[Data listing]
-- begin --

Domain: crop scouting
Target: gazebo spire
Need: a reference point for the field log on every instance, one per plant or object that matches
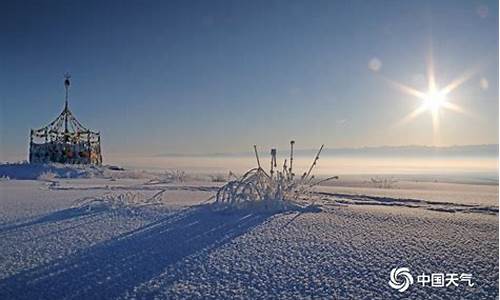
(67, 76)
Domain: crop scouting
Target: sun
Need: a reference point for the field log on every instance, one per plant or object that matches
(434, 100)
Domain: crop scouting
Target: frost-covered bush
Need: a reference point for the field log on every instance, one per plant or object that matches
(276, 190)
(47, 176)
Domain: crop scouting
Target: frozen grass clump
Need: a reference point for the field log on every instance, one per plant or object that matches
(47, 176)
(277, 190)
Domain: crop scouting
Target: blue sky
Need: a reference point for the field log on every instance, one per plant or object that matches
(219, 76)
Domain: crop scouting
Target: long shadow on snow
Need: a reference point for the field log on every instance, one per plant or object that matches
(109, 269)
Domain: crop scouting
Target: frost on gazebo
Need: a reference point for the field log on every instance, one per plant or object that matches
(65, 140)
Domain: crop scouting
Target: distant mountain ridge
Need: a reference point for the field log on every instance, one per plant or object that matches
(484, 150)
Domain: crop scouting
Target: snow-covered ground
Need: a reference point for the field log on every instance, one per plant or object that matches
(133, 235)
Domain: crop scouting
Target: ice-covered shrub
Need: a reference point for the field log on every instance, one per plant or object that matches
(47, 176)
(278, 189)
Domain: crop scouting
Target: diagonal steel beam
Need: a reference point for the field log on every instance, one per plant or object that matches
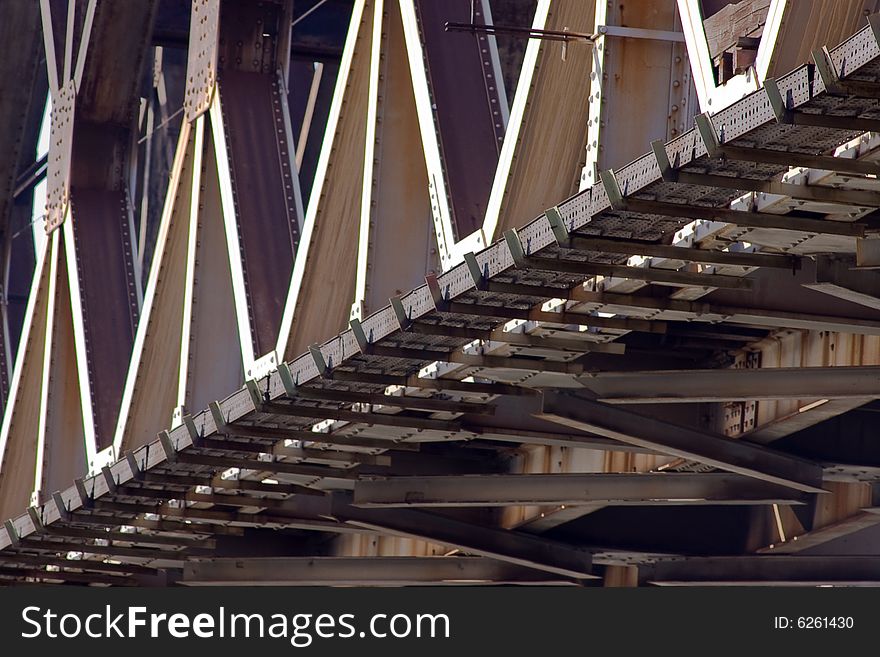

-- end --

**Goal**: Show each line in the rows above that contains the string "frost".

**Exercise response**:
Target: frost-covered bush
Target: frost on gazebo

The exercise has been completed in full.